*What you are asked to do*: Could you repeat, word for word, every line from the one containing "of the bare" through the final line of the records below, and nothing else?

[Dataset items]
· · · · ·

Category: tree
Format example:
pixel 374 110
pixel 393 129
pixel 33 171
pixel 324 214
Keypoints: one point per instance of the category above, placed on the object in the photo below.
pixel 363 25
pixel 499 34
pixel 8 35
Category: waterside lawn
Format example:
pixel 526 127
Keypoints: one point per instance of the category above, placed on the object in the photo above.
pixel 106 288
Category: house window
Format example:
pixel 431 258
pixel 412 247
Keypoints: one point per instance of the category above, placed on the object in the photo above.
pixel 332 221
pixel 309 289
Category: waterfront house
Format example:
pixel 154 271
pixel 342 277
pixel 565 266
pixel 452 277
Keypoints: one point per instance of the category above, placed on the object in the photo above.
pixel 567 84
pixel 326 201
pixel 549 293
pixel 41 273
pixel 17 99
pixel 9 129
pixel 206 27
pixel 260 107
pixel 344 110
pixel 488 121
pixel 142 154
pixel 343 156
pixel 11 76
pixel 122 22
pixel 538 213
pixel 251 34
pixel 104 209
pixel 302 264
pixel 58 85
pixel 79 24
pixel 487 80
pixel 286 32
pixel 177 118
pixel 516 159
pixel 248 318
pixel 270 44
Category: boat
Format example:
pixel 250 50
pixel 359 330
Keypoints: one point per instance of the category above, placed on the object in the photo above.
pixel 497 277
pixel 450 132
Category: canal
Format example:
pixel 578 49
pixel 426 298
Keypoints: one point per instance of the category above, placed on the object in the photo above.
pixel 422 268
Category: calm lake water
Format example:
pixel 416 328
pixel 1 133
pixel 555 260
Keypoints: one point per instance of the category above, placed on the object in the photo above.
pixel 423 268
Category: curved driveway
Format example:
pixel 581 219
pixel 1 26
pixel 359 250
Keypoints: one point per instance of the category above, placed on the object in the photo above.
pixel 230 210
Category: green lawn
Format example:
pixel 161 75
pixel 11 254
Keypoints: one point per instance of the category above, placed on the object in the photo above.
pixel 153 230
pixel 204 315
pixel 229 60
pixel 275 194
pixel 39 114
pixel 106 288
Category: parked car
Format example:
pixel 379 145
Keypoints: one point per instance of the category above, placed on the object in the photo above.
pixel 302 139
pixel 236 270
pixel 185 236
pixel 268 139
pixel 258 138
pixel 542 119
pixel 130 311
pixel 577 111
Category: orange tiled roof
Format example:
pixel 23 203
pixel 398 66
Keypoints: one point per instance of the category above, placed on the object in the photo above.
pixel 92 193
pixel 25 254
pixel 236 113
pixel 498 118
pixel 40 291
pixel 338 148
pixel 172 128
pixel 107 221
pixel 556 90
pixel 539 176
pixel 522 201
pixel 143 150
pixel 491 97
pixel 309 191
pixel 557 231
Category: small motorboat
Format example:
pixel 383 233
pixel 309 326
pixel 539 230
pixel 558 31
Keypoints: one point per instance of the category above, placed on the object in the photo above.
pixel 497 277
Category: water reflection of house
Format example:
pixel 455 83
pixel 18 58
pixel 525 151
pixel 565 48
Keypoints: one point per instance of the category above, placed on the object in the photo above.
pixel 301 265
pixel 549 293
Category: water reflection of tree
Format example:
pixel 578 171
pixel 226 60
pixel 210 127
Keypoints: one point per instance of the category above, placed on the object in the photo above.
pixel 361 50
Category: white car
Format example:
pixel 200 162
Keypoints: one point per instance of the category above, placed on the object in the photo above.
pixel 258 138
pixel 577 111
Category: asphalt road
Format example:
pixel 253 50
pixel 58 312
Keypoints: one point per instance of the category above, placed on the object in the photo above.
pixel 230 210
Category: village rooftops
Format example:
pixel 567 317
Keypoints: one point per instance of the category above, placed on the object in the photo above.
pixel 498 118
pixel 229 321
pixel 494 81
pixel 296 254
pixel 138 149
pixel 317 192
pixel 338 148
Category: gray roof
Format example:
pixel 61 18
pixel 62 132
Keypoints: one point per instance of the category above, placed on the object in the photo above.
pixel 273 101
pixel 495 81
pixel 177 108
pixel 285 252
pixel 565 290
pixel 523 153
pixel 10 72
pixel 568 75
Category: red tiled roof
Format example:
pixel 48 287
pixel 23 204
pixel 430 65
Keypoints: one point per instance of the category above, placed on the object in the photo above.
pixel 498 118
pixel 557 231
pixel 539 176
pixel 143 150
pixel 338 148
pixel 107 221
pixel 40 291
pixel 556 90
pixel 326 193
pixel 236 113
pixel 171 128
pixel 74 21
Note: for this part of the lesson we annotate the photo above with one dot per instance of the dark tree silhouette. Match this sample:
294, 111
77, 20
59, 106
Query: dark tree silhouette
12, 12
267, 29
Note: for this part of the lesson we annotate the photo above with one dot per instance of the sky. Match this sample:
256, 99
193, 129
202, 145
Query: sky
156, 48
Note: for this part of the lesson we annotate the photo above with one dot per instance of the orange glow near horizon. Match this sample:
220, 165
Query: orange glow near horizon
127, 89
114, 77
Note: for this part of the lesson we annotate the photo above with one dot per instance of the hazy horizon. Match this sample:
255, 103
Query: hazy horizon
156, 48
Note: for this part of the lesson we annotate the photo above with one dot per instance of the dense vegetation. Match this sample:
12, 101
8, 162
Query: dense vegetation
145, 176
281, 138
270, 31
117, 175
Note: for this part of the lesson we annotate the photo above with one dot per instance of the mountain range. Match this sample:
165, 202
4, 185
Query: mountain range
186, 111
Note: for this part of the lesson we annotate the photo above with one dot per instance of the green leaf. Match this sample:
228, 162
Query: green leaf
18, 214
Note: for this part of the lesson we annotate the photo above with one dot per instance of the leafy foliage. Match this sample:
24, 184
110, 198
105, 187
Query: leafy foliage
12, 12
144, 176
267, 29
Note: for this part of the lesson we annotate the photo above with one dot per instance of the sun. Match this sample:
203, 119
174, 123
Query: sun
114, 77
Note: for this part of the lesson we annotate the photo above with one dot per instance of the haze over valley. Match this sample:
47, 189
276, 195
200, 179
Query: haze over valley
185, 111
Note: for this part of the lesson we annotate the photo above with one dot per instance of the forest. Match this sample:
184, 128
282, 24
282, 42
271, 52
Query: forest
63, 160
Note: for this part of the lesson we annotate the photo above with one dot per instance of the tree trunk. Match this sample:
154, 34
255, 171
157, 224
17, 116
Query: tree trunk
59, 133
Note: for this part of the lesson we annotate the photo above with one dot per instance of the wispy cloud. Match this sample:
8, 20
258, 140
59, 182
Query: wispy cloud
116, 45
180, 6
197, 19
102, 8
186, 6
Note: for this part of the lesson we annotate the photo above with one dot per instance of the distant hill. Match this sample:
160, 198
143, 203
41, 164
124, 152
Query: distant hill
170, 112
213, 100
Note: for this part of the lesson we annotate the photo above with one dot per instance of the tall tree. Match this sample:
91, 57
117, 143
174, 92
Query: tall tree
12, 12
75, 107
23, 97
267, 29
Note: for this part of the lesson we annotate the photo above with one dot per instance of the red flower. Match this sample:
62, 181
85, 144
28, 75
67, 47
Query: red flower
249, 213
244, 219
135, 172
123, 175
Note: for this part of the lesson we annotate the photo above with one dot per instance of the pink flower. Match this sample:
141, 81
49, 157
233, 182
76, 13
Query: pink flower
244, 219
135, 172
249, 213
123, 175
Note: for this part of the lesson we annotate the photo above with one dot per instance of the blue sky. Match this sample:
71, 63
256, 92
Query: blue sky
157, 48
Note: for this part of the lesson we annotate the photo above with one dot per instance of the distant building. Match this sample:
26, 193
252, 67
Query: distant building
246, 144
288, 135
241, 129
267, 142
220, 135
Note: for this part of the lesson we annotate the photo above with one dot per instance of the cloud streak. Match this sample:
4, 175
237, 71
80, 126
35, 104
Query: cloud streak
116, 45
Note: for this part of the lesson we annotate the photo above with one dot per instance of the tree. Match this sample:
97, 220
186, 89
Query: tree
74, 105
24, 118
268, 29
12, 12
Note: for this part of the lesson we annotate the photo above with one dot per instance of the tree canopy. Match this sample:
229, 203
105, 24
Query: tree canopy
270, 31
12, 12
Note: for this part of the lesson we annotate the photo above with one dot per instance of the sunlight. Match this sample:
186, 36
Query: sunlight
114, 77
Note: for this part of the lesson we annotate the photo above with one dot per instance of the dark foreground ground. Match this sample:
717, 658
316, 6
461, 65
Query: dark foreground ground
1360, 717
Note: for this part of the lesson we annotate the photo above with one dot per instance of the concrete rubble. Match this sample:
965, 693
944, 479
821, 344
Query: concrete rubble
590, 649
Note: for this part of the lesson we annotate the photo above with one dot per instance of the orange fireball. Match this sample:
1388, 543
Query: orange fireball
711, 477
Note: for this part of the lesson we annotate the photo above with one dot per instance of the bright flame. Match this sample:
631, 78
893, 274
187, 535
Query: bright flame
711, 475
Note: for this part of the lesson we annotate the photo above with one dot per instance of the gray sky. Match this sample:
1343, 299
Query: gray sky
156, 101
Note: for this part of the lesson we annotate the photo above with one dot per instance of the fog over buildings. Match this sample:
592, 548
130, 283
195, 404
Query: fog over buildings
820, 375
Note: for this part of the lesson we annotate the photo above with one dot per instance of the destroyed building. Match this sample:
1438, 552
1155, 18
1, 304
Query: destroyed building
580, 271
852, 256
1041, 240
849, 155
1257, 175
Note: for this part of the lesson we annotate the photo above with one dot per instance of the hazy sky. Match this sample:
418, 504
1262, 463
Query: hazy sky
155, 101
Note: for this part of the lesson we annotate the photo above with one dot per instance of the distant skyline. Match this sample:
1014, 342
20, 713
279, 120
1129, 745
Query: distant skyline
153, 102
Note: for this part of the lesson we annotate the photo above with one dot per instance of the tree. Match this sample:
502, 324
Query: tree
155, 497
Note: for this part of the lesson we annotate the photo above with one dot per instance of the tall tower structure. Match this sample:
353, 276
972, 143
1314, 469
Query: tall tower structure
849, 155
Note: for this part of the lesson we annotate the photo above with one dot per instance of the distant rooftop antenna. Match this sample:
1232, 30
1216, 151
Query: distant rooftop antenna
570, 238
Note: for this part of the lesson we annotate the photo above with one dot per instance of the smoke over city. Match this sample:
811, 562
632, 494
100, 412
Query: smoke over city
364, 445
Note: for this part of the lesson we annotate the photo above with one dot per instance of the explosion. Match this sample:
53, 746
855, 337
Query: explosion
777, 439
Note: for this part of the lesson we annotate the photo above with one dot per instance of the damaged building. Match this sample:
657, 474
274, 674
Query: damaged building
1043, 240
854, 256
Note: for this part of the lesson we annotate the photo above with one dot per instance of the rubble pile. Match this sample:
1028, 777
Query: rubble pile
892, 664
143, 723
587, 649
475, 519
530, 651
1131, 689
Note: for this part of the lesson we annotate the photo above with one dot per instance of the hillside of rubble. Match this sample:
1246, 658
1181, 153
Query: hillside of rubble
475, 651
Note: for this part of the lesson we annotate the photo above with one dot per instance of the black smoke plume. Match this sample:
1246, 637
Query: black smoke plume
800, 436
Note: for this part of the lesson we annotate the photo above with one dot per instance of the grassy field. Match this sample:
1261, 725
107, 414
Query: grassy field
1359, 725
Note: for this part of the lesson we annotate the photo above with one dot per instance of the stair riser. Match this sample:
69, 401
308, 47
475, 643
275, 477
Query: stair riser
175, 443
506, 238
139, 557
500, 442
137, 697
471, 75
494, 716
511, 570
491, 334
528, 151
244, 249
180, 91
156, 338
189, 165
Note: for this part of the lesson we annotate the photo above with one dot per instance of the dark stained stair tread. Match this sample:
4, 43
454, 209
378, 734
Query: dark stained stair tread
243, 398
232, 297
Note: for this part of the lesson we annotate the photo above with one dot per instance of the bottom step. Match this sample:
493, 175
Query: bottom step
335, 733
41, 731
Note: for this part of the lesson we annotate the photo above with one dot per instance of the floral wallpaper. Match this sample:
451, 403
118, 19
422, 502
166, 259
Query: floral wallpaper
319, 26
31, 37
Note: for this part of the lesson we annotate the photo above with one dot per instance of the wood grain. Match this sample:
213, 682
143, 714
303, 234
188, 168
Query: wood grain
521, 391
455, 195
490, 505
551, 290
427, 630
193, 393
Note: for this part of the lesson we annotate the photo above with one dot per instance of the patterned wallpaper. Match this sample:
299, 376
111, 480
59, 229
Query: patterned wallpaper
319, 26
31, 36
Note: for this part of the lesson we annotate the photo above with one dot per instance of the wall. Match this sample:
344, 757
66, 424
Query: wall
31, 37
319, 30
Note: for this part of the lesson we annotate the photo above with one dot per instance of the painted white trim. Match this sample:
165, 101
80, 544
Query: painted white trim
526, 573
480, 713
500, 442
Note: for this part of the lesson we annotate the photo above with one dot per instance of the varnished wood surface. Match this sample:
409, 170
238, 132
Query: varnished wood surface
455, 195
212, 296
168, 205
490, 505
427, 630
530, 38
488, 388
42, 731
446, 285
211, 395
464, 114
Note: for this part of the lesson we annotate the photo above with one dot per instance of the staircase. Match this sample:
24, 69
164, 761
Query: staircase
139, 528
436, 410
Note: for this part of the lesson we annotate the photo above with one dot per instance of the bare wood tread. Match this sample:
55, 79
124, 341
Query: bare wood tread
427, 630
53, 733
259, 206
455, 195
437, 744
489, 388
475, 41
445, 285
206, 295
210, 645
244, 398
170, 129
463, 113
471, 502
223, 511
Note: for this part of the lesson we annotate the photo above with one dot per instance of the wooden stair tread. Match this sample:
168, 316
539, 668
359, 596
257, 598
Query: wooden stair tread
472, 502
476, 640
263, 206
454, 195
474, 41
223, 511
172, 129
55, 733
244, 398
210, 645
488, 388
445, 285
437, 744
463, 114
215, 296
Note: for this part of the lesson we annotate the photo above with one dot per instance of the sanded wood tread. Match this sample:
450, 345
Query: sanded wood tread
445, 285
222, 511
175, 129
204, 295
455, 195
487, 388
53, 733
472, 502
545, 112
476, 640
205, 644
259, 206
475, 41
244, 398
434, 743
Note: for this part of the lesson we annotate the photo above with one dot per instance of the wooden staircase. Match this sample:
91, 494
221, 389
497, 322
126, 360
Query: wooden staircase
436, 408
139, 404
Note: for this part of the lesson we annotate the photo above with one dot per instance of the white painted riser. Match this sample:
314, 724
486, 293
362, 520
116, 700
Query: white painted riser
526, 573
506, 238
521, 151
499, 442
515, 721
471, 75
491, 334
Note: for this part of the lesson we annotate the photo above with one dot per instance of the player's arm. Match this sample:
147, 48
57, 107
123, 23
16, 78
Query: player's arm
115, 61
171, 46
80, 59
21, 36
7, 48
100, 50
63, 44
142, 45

· · · · ·

*Solution for this task*:
Note: for this part of the lesson we annotate the photo above with one dot per instance of the bare wood tread. Match this sample:
55, 79
124, 341
Query: bare wood tread
427, 630
53, 733
259, 206
455, 195
437, 744
489, 388
475, 41
445, 285
206, 295
210, 645
244, 398
170, 129
463, 113
471, 502
223, 511
Note: for this part of the lesson we annotate the photo above with one dot per instance of the wooden stair tread. Match this sample:
168, 316
539, 668
359, 596
257, 598
Query: wooden stair tread
472, 502
476, 640
263, 206
454, 195
474, 41
223, 511
172, 129
55, 733
244, 398
210, 645
488, 388
445, 285
437, 744
463, 114
215, 296
Note: for this part of the lesson we annotate the photo above with one dot per instance of the sanded wood tread. Match this sample:
450, 345
Query: sanded wood tread
445, 285
222, 511
175, 129
204, 295
455, 195
487, 388
53, 733
472, 502
545, 112
476, 640
205, 644
259, 206
475, 41
244, 398
434, 743
Note: for this part of the lesson we annotate the photo above with one dot per instance of the wooden staircase. Match this sample:
91, 494
221, 389
497, 322
126, 360
Query: wooden staircase
436, 408
139, 404
Note: for this part of the lesson we annotate the photo above with one dot per instance of the white painted riser. Match this sample:
314, 724
486, 293
362, 520
116, 700
Query: white painted riser
526, 573
506, 238
521, 151
499, 442
515, 721
471, 75
491, 334
Note: for this part of the lesson we annotate the photo above with one dot per instance of the player's arm. Match this sample:
147, 48
57, 107
123, 23
16, 78
Query: player's arm
115, 61
171, 46
80, 59
21, 36
7, 48
100, 50
63, 44
142, 45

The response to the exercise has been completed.